*PROBLEM DESCRIPTION*: Locate every line in the entries below that contains the word "logo" and copy each such line.

*DATASET*:
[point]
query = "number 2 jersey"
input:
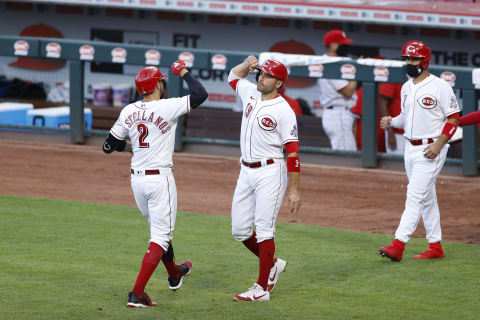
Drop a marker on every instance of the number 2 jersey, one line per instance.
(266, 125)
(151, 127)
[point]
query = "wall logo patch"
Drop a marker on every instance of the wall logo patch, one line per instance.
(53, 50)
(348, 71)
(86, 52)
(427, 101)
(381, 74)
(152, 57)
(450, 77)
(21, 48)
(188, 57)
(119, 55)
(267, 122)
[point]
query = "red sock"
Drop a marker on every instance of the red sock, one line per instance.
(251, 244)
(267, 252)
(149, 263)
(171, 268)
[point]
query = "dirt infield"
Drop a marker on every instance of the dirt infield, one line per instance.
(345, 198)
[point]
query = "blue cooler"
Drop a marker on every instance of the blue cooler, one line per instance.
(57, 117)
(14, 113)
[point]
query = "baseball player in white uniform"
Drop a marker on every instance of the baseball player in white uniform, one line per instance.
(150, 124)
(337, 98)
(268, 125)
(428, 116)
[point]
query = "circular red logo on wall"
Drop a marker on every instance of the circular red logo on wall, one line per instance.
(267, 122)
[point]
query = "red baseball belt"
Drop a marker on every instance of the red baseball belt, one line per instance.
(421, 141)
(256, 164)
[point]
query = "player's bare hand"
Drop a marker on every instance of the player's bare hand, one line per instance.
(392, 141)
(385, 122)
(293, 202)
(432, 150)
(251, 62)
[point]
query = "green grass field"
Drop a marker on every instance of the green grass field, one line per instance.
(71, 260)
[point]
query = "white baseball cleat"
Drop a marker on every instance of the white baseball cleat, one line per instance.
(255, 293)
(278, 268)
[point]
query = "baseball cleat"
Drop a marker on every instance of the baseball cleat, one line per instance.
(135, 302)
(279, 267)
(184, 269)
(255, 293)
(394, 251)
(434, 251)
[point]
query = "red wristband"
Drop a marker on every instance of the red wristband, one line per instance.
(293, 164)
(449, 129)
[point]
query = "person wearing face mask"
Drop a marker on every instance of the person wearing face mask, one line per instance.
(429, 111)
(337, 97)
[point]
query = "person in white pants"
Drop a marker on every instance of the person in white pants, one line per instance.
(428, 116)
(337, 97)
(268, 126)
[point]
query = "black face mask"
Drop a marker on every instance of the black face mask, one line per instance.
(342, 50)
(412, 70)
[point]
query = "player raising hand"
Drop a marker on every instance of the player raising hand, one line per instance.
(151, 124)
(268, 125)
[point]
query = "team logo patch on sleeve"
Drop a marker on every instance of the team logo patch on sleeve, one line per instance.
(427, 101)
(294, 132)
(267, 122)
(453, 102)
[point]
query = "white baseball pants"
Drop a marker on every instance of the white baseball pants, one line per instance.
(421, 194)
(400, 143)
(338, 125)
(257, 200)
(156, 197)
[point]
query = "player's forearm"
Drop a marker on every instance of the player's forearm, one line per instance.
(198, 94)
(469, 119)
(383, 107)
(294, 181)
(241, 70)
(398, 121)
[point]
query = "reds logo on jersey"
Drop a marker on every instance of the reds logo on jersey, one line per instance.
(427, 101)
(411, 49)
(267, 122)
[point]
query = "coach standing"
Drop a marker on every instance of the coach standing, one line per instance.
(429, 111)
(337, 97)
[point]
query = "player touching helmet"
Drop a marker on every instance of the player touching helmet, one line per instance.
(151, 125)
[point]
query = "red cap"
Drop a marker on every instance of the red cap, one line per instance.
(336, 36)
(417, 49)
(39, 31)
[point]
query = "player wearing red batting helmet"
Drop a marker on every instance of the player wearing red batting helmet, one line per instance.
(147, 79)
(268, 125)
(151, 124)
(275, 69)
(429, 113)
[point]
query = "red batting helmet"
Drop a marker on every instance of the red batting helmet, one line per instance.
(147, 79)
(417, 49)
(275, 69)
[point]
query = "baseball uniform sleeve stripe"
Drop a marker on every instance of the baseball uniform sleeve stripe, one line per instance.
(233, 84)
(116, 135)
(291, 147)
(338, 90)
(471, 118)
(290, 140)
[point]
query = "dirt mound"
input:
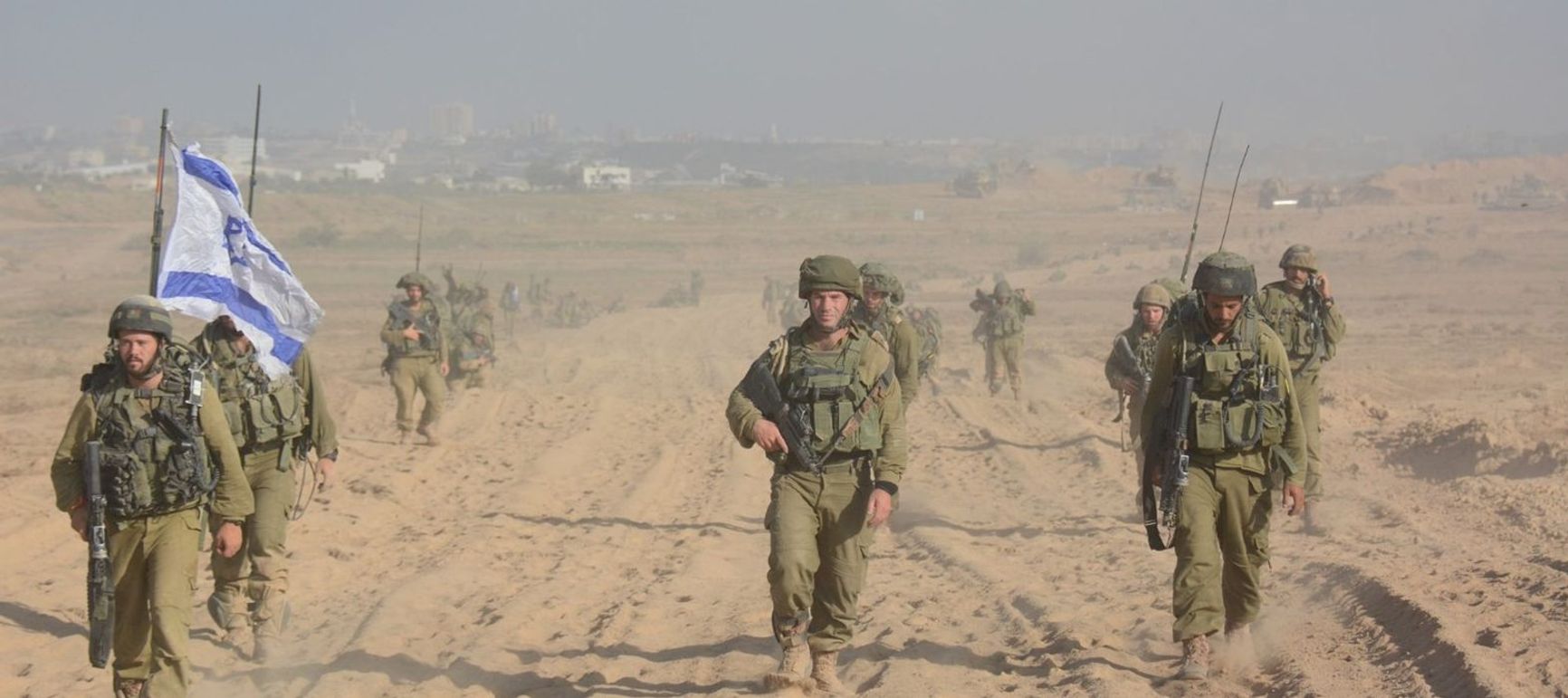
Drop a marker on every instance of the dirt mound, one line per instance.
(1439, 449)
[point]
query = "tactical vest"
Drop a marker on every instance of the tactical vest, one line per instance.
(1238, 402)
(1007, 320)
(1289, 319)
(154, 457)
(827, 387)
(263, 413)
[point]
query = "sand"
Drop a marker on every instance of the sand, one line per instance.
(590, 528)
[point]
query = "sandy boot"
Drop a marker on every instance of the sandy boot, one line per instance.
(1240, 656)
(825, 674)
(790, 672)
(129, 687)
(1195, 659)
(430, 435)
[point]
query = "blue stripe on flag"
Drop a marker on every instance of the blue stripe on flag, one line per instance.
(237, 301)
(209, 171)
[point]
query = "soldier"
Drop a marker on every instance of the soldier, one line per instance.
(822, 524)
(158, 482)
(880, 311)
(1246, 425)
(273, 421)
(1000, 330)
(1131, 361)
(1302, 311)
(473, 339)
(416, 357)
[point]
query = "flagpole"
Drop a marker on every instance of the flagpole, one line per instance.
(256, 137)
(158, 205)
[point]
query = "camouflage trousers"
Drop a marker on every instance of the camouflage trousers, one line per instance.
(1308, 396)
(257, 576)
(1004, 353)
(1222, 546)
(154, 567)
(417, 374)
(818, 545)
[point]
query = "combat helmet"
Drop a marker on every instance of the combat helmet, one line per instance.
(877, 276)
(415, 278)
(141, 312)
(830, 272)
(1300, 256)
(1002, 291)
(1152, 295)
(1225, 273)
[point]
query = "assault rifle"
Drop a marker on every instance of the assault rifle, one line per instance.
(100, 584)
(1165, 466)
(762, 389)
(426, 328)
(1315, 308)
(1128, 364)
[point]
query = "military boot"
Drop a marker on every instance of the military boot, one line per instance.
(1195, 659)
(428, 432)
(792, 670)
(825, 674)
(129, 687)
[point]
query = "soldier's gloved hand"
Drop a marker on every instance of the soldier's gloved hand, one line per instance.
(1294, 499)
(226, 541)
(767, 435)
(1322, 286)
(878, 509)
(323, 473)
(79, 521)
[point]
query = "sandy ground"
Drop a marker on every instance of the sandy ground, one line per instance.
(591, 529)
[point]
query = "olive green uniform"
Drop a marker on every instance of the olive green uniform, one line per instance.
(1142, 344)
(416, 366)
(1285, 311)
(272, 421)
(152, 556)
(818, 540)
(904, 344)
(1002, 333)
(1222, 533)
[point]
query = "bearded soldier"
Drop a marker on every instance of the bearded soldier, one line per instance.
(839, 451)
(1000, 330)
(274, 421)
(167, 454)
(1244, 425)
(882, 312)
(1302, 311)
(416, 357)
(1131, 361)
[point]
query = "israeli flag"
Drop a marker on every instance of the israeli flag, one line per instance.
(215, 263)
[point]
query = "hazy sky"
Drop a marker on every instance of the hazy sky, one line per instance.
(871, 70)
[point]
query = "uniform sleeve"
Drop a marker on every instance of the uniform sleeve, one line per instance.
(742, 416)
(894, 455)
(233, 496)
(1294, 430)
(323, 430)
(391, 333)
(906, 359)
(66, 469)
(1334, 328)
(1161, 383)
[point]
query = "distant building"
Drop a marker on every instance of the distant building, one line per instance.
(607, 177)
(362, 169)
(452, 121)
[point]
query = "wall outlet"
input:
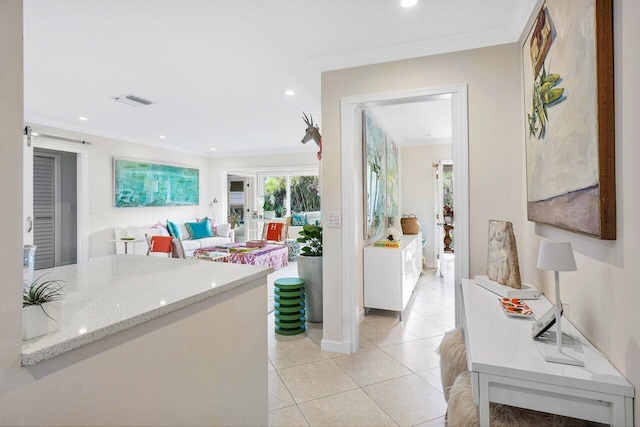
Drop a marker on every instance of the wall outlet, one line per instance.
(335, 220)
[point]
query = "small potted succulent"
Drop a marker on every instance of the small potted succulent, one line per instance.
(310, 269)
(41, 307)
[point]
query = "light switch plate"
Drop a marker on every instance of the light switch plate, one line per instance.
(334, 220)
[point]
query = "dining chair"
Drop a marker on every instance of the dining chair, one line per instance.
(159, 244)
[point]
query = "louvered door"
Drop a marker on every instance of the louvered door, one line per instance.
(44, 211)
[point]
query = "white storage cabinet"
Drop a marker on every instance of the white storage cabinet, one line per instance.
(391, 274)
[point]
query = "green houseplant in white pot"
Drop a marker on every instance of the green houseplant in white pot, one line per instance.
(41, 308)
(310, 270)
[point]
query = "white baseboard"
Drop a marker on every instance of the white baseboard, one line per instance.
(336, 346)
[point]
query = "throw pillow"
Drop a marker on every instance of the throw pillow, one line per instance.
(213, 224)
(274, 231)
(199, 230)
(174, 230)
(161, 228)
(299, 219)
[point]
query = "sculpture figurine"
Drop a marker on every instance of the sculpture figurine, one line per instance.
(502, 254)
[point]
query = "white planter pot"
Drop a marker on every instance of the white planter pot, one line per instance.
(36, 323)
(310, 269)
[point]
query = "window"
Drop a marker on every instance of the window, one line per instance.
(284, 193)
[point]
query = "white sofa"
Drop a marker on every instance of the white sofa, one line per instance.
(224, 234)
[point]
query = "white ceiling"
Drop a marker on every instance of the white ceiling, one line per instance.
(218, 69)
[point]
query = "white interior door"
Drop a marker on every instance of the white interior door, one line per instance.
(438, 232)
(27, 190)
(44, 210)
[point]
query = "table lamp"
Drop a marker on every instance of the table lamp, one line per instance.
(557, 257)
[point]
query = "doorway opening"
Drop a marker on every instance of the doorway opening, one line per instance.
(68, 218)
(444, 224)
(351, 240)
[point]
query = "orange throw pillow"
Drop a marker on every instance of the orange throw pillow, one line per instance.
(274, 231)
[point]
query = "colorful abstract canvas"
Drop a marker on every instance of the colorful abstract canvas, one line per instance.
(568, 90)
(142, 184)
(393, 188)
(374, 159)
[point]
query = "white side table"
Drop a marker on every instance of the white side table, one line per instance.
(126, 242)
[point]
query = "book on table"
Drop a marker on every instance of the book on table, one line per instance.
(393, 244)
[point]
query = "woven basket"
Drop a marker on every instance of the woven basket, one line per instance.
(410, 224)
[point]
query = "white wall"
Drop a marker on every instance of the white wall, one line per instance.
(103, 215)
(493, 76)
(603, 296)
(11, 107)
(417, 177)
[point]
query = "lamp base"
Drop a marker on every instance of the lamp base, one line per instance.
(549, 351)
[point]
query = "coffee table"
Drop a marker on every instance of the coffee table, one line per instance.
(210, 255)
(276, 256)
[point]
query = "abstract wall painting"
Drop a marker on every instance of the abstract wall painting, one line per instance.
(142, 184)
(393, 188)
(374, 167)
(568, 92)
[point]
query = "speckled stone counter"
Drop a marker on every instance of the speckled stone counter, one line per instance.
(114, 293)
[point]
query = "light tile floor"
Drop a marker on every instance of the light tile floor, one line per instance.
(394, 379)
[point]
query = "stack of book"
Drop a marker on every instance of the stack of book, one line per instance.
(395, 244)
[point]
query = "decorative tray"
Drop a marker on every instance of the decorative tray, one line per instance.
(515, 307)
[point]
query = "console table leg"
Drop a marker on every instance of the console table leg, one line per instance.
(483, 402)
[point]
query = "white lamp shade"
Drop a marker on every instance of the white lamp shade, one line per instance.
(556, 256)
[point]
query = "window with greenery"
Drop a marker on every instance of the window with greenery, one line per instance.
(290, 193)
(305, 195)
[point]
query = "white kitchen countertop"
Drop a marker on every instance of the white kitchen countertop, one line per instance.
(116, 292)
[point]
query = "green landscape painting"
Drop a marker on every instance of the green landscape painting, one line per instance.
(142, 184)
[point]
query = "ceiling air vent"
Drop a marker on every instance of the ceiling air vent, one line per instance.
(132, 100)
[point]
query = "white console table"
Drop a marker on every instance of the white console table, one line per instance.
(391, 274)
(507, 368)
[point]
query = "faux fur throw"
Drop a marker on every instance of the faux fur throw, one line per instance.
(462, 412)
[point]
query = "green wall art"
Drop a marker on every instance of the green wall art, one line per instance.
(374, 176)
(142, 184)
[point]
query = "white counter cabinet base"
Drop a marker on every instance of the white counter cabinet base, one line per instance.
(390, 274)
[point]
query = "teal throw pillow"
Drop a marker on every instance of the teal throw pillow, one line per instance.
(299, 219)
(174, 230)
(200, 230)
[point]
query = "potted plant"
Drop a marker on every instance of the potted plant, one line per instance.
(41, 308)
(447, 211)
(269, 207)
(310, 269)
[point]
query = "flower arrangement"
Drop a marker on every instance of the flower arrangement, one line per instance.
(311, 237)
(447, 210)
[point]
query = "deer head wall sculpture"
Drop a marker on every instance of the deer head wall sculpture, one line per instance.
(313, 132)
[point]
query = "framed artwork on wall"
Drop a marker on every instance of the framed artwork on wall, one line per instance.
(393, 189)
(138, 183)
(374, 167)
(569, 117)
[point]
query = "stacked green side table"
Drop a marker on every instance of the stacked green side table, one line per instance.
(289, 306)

*EXERCISE RESULT*:
query = "wall logo patch"
Drop a marker on every instance of the wall logo patch, one line per instance.
query = "circular red logo on wall"
Drop a marker on every instance of the circular red logo on wall, one line per instance.
query = "team logo patch on sleeve"
Drop a marker on every instance of the team logo patch on sleeve, one line per instance.
query = "reds logo on jersey"
Drop a marker on every instance of the reds logo on jersey, one line per instance.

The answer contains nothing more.